## ACTIONS TO TAKE
• a. Reproduce the passage of the Canon lens discussion from "I'm not arguing" up to and including "this system wonders.".
• b. In the Canon lens discussion, which lens does jolyonralph bet will sell much more than the EF-S 17-55?

Because nothing says 'higher end zoom' than a 5.6x FL multiplier, variable max aperture and STM.

- A


----------



## ahsanford (Dec 19, 2016)

It would appear that Canon will not make the same 'mistake' of offering a 17-55 f/2.8 lens or 'pulling a Sigma' and offering f/1.4 HSM primes expressly for APS-C. _When you know FF mirrorless is coming_, I guess APS-C mirrorless must remain small and light (as that brand's identity).

I'm not playing the grass-is-greener card here, but folks might consider what ecosystem could be built if there is no expectation of FF mirrorless ever arriving: a nice collection of f/1.4 and f/2 primes, and a few f/2.8 zooms. 

I'm not arguing that Canon should abandon the 'small and light' crusade with EOS-M, but for goodness sake, throw us a (native EF-M) bone here! An EF-M 32mm f/1.4 USM and a (sharp) EF-M 15-45 f/2.8 USM would do this system wonders.

- A


----------



## jolyonralph (Dec 19, 2016)

ahsanford said:


> Because nothing says 'higher end zoom' than a 5.6x FL multiplier, variable max aperture and STM.



Ah yes, clearly Canon are stupid for not releasing exactly the lens that you want rather than what they feel will sell better 

I'm willing to bet good money on the EF-S 15-85 selling much more than the EF-S 17-55


----------



## Jopa (Dec 19, 2016)

Count me in if the 18-85 didn't go past f/4 @ 55.


----------



## ahsanford (Dec 19, 2016)

jolyonralph said:


> ahsanford said:
> 
> 
> > Because nothing says 'higher end zoom' than a 5.6x FL multiplier, variable max aperture and STM.
> ...



Oh, stop it, I'm not AvTvM. ;D

Of course the cheaper/slower lenses outsell the 17-55 f/2.8, I understand that. So would a $399 EF 24-120 f/5.6 lens versus the rest of the EF zooms, yet _that_ one never seems to get offered.

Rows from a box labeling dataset
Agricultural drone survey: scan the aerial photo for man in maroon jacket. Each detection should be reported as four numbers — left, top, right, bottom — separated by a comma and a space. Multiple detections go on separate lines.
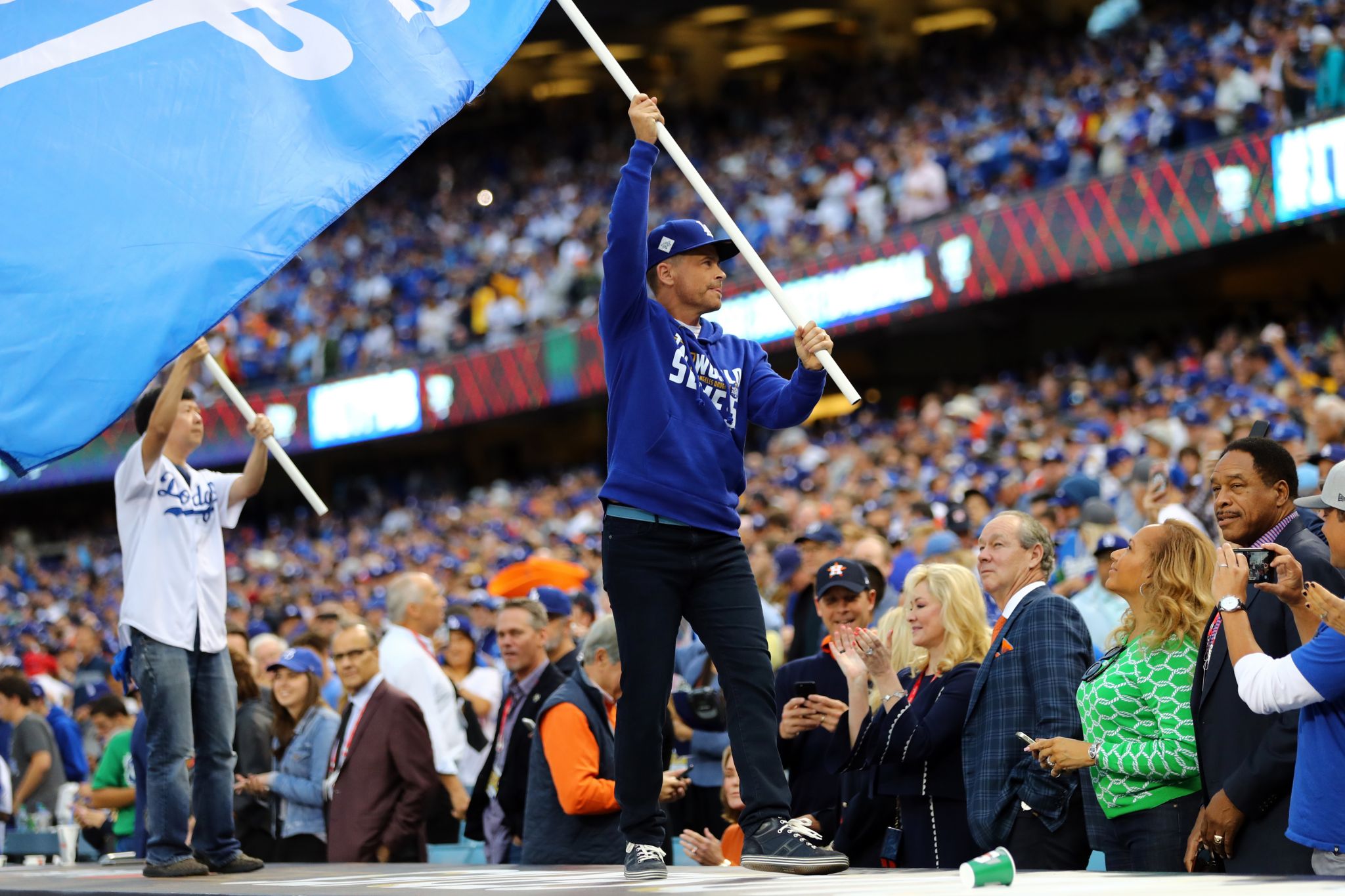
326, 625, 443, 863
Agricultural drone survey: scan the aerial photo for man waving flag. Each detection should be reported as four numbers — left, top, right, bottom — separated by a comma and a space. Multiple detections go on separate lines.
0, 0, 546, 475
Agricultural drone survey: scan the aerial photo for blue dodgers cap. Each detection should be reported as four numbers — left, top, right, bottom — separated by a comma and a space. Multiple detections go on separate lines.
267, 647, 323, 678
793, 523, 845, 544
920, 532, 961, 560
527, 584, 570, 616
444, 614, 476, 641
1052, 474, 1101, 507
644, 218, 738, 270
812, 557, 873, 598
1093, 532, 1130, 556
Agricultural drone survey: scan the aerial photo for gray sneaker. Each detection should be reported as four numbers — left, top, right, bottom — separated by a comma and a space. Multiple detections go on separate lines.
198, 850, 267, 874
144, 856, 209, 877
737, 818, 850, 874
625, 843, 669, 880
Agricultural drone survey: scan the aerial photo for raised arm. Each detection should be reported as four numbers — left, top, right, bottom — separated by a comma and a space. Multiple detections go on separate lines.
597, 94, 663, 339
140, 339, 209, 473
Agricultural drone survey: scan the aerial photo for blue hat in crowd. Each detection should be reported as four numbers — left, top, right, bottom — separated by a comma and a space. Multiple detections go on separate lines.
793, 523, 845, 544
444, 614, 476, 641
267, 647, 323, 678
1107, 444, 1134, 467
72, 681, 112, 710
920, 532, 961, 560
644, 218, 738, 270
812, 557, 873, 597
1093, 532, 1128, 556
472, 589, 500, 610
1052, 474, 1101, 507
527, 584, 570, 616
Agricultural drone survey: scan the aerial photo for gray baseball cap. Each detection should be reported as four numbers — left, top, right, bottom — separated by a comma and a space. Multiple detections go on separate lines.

## EXPECTED RESULTS
• a.
I'm not arguing that Canon should abandon the 'small and light' crusade with EOS-M, but for goodness sake, throw us a (native EF-M) bone here! An EF-M 32mm f/1.4 USM and a (sharp) EF-M 15-45 f/2.8 USM would do this system wonders.

• b. The EF-S 15-85.